* **WHAT YOU WILL DO**: Go through the data below and gather each line containing "white".

* **INPUT RECORDS**:
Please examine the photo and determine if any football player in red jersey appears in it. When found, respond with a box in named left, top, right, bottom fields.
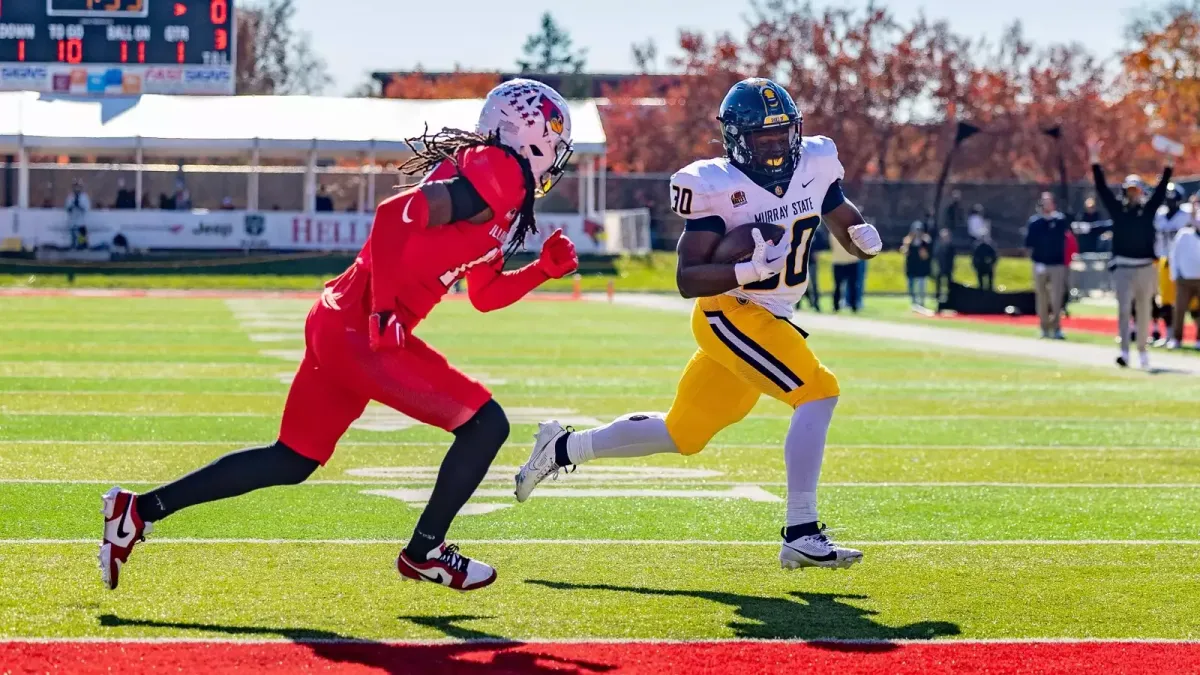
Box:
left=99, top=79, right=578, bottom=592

...

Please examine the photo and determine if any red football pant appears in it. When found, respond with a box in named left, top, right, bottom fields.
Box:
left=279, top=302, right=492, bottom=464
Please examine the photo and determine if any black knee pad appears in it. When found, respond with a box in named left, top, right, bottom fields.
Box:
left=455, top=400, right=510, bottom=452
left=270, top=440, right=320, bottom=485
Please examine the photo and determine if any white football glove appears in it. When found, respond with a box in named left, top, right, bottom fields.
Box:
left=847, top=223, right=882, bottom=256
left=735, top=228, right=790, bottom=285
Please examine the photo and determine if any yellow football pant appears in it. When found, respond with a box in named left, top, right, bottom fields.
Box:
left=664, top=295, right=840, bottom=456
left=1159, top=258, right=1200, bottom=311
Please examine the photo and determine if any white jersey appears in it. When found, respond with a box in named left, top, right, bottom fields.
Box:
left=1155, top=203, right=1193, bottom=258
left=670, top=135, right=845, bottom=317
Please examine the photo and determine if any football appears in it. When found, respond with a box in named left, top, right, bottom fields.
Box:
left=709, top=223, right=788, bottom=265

* **FINISHED EXERCISE**:
Please examine the photo and determine if any white football glove appears in it. When found, respond with a box in named left, top, right, bottom fields.
Please examine the photo and determine if any white jersey appears in it. When found, respond with a box in named left, top, right, bottom fields.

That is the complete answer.